[TEXT FOR ANALYSIS Boundary: Start]

WSD-MIL: Window Scale Decay Multiple Instance Learning for Whole Slide Image Classification

TL;DR

WSD-MIL tackles scalable, weakly supervised WSI classification by introducing window-scale decay attention (WSDA) and a squeeze-and-excitation region gate (SERG). WSDA employs cluster-based sampling and a Nyström-augmented multi-scale window transformer to capture local correlations across tumor regions of varying sizes while reducing attention costs. SERG provides global inter-region weighting to emphasize discriminative regions, yielding a global-to-local-to-global feature refinement. Across CAMELYON-16 and TCGA-BRCA, WSD-MIL achieves state-of-the-art results with substantial memory savings (about ) and strong synergy with foundation-model embeddings, highlighting its practical impact for scalable computational pathology.

Abstract

In recent years, the integration of pre-trained foundational models with multiple instance learning (MIL) has improved diagnostic accuracy in computational pathology. However, existing MIL methods focus on optimizing feature extractors and aggregation strategies while overlooking the complex semantic relationships among instances within whole slide image (WSI). Although Transformer-based MIL approaches aiming to model instance dependencies, the quadratic computational complexity limits their scalability to large-scale WSIs. Moreover, due to the pronounced variations in tumor region scales across different WSIs, existing Transformer-based methods employing fixed-scale attention mechanisms face significant challenges in precisely capturing local instance correlations and fail to account for the distance-based decay effect of patch relevance. To address these challenges, we propose window scale decay MIL (WSD-MIL), designed to enhance the capacity to model tumor regions of varying scales while improving computational efficiency. WSD-MIL comprises: 1) a window scale decay based attention module, which employs a cluster-based sampling strategy to reduce computational costs while progressively decaying attention window-scale to capture local instance relationships at varying scales; and 2) a squeeze-and-excitation based region gate module, which dynamically adjusts window weights to enhance global information modeling. Experimental results demonstrate that WSD-MIL achieves state-of-the-art performance on the CAMELYON16 and TCGA-BRCA datasets while reducing 62% of the computational memory. The code will be publicly available.

[TEXT FOR ANALYSIS Boundary: End]
[LISTED RECORDS Boundary: Start]

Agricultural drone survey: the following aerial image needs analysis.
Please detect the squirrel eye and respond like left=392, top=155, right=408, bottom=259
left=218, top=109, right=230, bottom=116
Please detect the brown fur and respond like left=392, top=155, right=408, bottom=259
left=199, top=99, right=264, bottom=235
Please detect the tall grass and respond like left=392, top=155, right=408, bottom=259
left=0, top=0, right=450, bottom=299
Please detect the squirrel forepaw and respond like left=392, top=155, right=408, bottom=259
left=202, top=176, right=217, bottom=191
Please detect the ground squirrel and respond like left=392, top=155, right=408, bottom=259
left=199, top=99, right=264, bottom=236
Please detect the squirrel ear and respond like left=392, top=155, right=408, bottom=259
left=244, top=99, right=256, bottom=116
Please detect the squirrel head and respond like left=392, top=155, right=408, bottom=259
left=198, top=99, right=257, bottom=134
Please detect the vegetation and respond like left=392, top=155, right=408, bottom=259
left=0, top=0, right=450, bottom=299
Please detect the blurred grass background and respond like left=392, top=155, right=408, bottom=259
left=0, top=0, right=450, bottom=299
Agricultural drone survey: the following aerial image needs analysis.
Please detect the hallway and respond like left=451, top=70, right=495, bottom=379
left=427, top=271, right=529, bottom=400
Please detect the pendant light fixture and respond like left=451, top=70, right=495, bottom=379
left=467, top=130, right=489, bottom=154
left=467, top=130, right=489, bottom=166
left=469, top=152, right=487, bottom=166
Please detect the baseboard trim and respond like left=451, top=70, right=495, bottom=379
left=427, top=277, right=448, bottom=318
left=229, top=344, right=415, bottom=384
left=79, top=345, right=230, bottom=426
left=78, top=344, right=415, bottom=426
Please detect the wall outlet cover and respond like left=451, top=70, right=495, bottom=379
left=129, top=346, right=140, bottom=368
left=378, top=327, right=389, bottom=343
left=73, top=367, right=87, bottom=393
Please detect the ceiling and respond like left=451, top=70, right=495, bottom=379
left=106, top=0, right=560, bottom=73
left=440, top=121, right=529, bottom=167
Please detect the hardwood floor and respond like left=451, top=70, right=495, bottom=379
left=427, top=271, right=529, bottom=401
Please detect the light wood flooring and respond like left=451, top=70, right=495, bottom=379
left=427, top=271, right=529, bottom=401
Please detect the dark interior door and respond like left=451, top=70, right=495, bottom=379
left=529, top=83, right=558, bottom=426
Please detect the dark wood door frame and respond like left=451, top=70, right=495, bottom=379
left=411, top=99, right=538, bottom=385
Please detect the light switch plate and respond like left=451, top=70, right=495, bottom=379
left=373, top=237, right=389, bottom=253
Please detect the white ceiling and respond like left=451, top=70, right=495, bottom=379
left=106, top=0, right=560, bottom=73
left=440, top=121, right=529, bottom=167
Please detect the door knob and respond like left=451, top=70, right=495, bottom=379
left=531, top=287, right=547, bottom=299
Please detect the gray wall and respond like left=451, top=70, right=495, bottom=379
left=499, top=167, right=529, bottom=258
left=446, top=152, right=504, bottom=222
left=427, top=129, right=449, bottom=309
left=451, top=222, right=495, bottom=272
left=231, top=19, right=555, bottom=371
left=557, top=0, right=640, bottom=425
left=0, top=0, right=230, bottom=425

[LISTED RECORDS Boundary: End]

EXERCISE INSTRUCTIONS |
Write what comes next in the text about WSD-MIL, starting right after its last sentence. You won't need the saved entries for this.

EXERCISE ANSWER |
Paper Structure (15 sections, 14 equations, 4 figures, 3 tables)

This paper contains 15 sections, 14 equations, 4 figures, 3 tables.

Figures (4)

  • Figure 1: Top: The previous methods employed fixed-scale attention, which struggled to accurately capture key features in WSIs with significant scale variations in tumor regions. Bottom: The proposed method introduces a scale-decaying attention, enabling the model to flexibly adapt to tumor regions of different scales and thus precisely extract key features.
  • Figure 2: Overview of the proposed WSD-MIL.
  • Figure 3: The structures of the decaying window transformer and the squeeze-excitation region gate.
  • Figure 4: The image preprocessing steps for WSIs. (a) Original WSI samples; (b)The foreground region of the WSI obtained via threshold-based segmentation; (c) The WSI after background removal; (d) Multiple 256 × 256-pixel patches obtained by cropping the foreground of the WSI.